### Extract
— Start —
Testing Data-Intensive Code With Go, Part 5

Overview

This is part five out of five in a tutorial series on testing data-intensive code. In part four, I covered remote data stores, using shared test databases, using production data snapshots, and generating your own test data. In this tutorial, I'll go over fuzz testing, testing your cache, testing data integrity, testing idempotency, and missing data.

Fuzz Testing

The idea of fuzz testing is to overwhelm the system with lots of random input. Instead of trying to think of input that will cover all cases, which can be difficult and/or very labor intensive, you let chance do it for you. It is conceptually similar to random data generation, but the intention here is to generate random or semi-random inputs rather than persistent data.

When Is Fuzz Testing Useful?

Fuzz testing is useful in particular for finding security and performance problems when unexpected inputs cause crashes or memory leaks. But it can also help ensure that all invalid inputs are detected early and are rejected properly by the system.

Consider, for example, input that comes in the form of deeply nested JSON documents (very common in web APIs). Trying to generate manually a comprehensive list of test cases is both error-prone and a lot of work. But fuzz testing is the perfect technique.

Using Fuzz Testing

There are several libraries you can use for fuzz testing. My favorite is gofuzz from Google. Here is a simple example that automatically generates 200 unique objects of a struct with several fields, including a nested struct.

import (
    "fmt"
	"github.com/google/gofuzz"
)

func SimpleFuzzing() {
	type SomeType struct {
		A string
		B string
		C int
		D struct {
			E float64
		}
	}

	f := fuzz.New()
	object := SomeType{}

	uniqueObjects := map[SomeType]int{}

	for i := 0; i < 200; i++ {
		f.Fuzz(&object)
		uniqueObjects[object]++
	}
	fmt.Printf("Got %v unique objects.\n", len(uniqueObjects))
	// Output:
	// Got 200 unique objects.
}

Testing Your Cache

Pretty much every complex system that deals with a lot of data has a cache, or more likely several levels of hierarchical caches. As the saying goes, there are only two difficult things in computer science: naming things, cache invalidation, and off by one errors.
— End —
### Work to be completed
Resume the Go testing tutorial right after its last sentence, the one ending "off by one errors." The material has no connection to the Go testing tutorial.

### Recorded data
— Start —
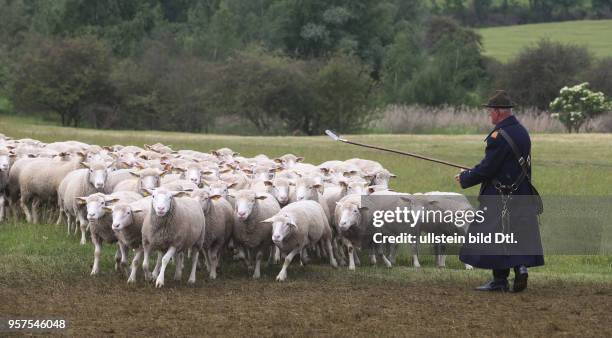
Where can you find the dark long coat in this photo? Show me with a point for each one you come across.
— End —
### Output of the exercise
Jokes aside, managing your caching strategy and implementation can complicate your data access but have a tremendous impact on your data access cost and performance. Testing your cache can't be done from the outside because your interface hides where the data comes from, and the cache mechanism is an implementation detail.

Let's see how to test the cache behavior of the Songify hybrid data layer.

Cache Hits and Misses

Caches live and die by their hit/miss performance. The basic functionality of a cache is that if requested data is available in the cache (a hit) then it will be fetched from the cache and not from the primary data store. In the original design of the HybridDataLayer, the cache access was done through private methods.

Go visibility rules make it impossible to call them directly or replace them from another package. To enable cache testing, I'll change those methods to public functions. This is fine because the actual application code operates through the DataLayer interface, which doesn't expose those methods.

The test code, however, will be able to replace these public functions as needed. First, let's add a method to get access to the Redis client, so we can manipulate the cache:

1	func (m HybridDataLayer) GetRedis() redis.Client {
2	return m.redis
3	}

Next I'll change the getSongByUser_DB() methods to a public function variable. Now, in the test, I can replace the GetSongsByUser_DB() variable with a function that keeps track of how many times it was called and then forwards it to the original function. That allows us to verify if a call to GetSongsByUser() fetched the songs from the cache or from the DB.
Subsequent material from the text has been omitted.